◆ Goal of the exercise
Duplicate part of the forum thread on first bottle finds, beginning at the words "I began advertizing" and stopping after "it was incredible.".

◆ Passage to read
That's pretty cool. Whiskey and Bourbon have always been one of our most exported products. Chris


----------



## bevyn (Feb 25, 2007)

i got OBSESSED around october 2005 when I found two bottles, a white house vinegar bottle and some pepsin syrup one.


----------



## stonemason (Feb 28, 2007)

1972,a small dump out behind the house my mother found while putting in a garden. My first find was a 1/2 gallon Buffalo Lithia Water, aqua and beautiful. Addicted erer since.


----------



## RICKJJ59W (Jul 9, 2009)

Since I didn't reply to this thread,I thought id bring it back to life.
  My first love was the milk bottle,you might say I was raised on milks.[] I found a baby face milk at a dump with my grand mom since then I was hooked. 
  The story about my early bottles days is on my web site.
 Bottles in the blood 2


----------



## cyberdigger (Jul 9, 2009)

An excellent idea, Mr. Rick!!! I still have mine.. 5 years old, splashing down a streambed.. this was sticking butt-end out of a bank.. I've been looking for more ever since.. Monmouth is the county where I lived at the time, so it's "kinda" local.. and the cork is still intact.[]


----------



## mr.fred (Jul 9, 2009)

I like your site Rick----i go there every now and then------i have several of those glass tanks i dug---------------------------Like you my first bottles were MILK---they were the only things in that dump------I still have a thing for them----every time i dig one----i drag it home to live with me.[8D]  Fred.


----------



## RICKJJ59W (Jul 9, 2009)

I sold a lot of milks over the years but I still have a local  from landsdale Pa where I grew up,and a few baby faces.


----------



## CWBookAuthor (Jul 9, 2009)

Okay, I'll finally tell you about my first bottles, believe it or not! 

 About 40 years ago, I worked for a museum in Alexandria, Va. We were digging out the remnants of a Civil War dump that we had located. While we were digging, a cobalt blue umbrella ink and then a small group of various pontiled and smooth base bottles rolled out. I had been interested in bullets and buttons, but the umbrella ink changed that. At the time. I had no idea of value, but certainly do now. It was life changing for me. 

 I began advertizing for bottles, opened a coin and relic shop, and began publishing many books (one was the first edition of _*The Collectors Guide to Civil War Period Bottles and Jars,*_ now in its 3rd edition). Yes, the umbrella ink changed my life.


----------



## blobbottlebob (Jul 10, 2009)

This is a cool thread. I became addicted when I held that first heavy hutch in my hands underwater. I think it was a John Graf - about as common as they get - but still, it was really heavy and cool and it had that inside stopper thingy. Everyone that I shared it with thought that it was incredible.


----------



## RIBottleguy (Jul 10, 2009)

Once when I was around 10 years old I found a small unembossed shoe polish bottle (1880s) at an old homestead.  It took me a year or so, but I eventually went back there and started to do some digging.  I've been at it ever since!

◆ Material provided
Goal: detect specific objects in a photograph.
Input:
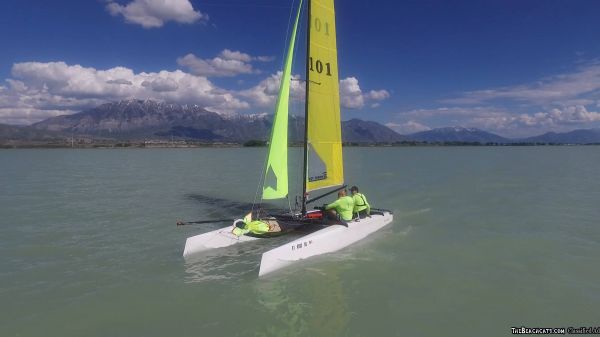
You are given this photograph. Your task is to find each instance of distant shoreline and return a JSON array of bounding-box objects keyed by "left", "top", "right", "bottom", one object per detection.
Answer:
[{"left": 0, "top": 141, "right": 600, "bottom": 149}]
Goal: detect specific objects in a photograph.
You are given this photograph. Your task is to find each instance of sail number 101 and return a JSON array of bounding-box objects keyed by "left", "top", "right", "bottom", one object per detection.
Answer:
[{"left": 308, "top": 56, "right": 331, "bottom": 76}]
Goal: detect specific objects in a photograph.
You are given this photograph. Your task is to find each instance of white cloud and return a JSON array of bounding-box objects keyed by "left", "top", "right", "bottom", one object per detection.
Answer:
[
  {"left": 106, "top": 0, "right": 208, "bottom": 28},
  {"left": 340, "top": 77, "right": 390, "bottom": 109},
  {"left": 388, "top": 105, "right": 600, "bottom": 137},
  {"left": 240, "top": 71, "right": 390, "bottom": 109},
  {"left": 0, "top": 58, "right": 389, "bottom": 124},
  {"left": 177, "top": 49, "right": 262, "bottom": 77},
  {"left": 239, "top": 71, "right": 305, "bottom": 108},
  {"left": 385, "top": 120, "right": 431, "bottom": 135},
  {"left": 367, "top": 90, "right": 390, "bottom": 101},
  {"left": 0, "top": 62, "right": 250, "bottom": 123}
]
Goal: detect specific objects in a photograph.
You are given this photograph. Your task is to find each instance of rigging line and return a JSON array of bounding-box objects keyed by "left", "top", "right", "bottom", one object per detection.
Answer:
[{"left": 252, "top": 0, "right": 295, "bottom": 212}]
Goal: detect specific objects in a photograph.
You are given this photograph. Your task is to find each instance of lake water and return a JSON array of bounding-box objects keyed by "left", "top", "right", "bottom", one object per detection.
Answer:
[{"left": 0, "top": 146, "right": 600, "bottom": 337}]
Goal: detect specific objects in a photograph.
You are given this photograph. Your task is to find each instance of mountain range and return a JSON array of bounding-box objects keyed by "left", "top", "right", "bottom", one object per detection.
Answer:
[{"left": 0, "top": 100, "right": 600, "bottom": 144}]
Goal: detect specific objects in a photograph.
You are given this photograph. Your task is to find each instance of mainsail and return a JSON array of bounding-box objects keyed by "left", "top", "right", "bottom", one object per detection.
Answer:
[
  {"left": 263, "top": 0, "right": 302, "bottom": 199},
  {"left": 305, "top": 0, "right": 344, "bottom": 191}
]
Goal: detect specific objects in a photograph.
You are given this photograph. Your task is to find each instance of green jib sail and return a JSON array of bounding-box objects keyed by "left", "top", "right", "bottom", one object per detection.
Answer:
[{"left": 262, "top": 0, "right": 302, "bottom": 199}]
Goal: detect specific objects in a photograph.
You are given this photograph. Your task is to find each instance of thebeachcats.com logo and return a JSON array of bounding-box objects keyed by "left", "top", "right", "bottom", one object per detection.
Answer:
[{"left": 510, "top": 326, "right": 600, "bottom": 335}]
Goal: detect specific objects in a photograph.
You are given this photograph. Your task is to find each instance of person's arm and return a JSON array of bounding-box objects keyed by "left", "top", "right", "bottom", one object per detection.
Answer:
[{"left": 325, "top": 200, "right": 338, "bottom": 211}]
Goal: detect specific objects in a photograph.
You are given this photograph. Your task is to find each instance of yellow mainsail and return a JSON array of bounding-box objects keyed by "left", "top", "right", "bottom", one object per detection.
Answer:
[{"left": 306, "top": 0, "right": 344, "bottom": 191}]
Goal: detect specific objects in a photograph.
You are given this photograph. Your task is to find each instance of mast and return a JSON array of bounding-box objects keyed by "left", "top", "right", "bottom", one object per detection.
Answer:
[{"left": 302, "top": 0, "right": 312, "bottom": 216}]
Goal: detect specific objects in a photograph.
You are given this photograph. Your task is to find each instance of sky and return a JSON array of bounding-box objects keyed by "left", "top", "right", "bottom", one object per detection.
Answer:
[{"left": 0, "top": 0, "right": 600, "bottom": 137}]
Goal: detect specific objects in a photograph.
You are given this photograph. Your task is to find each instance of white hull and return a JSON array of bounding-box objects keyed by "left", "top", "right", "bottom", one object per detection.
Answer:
[
  {"left": 258, "top": 211, "right": 394, "bottom": 277},
  {"left": 183, "top": 225, "right": 259, "bottom": 257}
]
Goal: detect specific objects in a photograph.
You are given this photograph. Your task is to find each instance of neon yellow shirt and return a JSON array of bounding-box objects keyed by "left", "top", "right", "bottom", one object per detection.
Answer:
[
  {"left": 233, "top": 220, "right": 269, "bottom": 236},
  {"left": 353, "top": 193, "right": 371, "bottom": 214},
  {"left": 325, "top": 196, "right": 354, "bottom": 221}
]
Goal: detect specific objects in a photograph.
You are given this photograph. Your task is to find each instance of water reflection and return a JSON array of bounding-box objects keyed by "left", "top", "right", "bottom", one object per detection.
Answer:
[{"left": 254, "top": 263, "right": 351, "bottom": 337}]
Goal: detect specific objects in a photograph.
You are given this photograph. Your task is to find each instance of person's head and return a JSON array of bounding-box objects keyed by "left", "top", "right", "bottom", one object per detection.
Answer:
[{"left": 233, "top": 219, "right": 246, "bottom": 229}]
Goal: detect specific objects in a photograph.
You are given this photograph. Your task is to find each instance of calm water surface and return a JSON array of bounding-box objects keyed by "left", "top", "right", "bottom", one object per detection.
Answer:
[{"left": 0, "top": 147, "right": 600, "bottom": 337}]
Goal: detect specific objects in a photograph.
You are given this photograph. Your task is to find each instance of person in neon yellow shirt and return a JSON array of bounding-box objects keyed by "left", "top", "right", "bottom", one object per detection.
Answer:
[
  {"left": 325, "top": 189, "right": 354, "bottom": 221},
  {"left": 350, "top": 186, "right": 371, "bottom": 219}
]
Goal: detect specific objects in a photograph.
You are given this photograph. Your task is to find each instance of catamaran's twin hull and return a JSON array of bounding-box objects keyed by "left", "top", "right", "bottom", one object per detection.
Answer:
[
  {"left": 183, "top": 211, "right": 394, "bottom": 276},
  {"left": 183, "top": 225, "right": 259, "bottom": 257}
]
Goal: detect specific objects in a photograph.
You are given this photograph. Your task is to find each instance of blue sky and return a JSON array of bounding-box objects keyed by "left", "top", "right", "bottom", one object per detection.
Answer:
[{"left": 0, "top": 0, "right": 600, "bottom": 137}]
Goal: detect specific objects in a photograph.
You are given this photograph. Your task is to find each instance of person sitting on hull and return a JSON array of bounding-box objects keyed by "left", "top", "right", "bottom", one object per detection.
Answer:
[
  {"left": 350, "top": 186, "right": 371, "bottom": 219},
  {"left": 231, "top": 219, "right": 281, "bottom": 236},
  {"left": 325, "top": 189, "right": 354, "bottom": 221}
]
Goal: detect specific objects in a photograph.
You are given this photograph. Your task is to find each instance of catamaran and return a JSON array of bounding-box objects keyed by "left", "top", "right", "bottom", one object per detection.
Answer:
[{"left": 183, "top": 0, "right": 393, "bottom": 277}]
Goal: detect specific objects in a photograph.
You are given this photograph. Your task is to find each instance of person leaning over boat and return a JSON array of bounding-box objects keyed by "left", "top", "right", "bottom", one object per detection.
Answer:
[
  {"left": 350, "top": 186, "right": 371, "bottom": 219},
  {"left": 231, "top": 219, "right": 281, "bottom": 236},
  {"left": 325, "top": 189, "right": 354, "bottom": 221}
]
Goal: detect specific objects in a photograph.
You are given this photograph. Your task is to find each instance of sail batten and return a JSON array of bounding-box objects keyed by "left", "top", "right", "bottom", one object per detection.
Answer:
[
  {"left": 262, "top": 0, "right": 302, "bottom": 200},
  {"left": 305, "top": 0, "right": 344, "bottom": 192}
]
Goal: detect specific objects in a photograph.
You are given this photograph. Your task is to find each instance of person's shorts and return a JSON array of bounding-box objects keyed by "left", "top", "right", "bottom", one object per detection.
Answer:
[{"left": 358, "top": 209, "right": 369, "bottom": 219}]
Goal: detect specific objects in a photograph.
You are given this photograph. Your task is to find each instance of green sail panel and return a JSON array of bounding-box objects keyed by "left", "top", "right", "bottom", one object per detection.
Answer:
[{"left": 262, "top": 0, "right": 302, "bottom": 200}]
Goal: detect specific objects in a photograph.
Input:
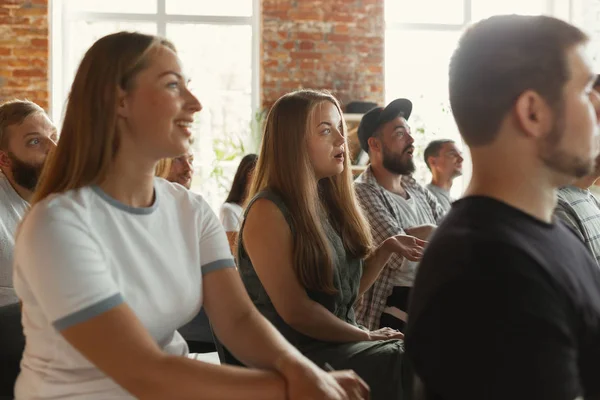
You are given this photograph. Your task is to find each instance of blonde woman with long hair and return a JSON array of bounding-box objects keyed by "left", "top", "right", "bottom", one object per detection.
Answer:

◆ Your response
I began advertizing for bottles, opened a coin and relic shop, and began publishing many books (one was the first edition of _*The Collectors Guide to Civil War Period Bottles and Jars,*_ now in its 3rd edition). Yes, the umbrella ink changed my life.


----------



## blobbottlebob (Jul 10, 2009)

This is a cool thread. I became addicted when I held that first heavy hutch in my hands underwater. I think it was a John Graf - about as common as they get - but still, it was really heavy and cool and it had that inside stopper thingy. Everyone that I shared it with thought that it was incredible.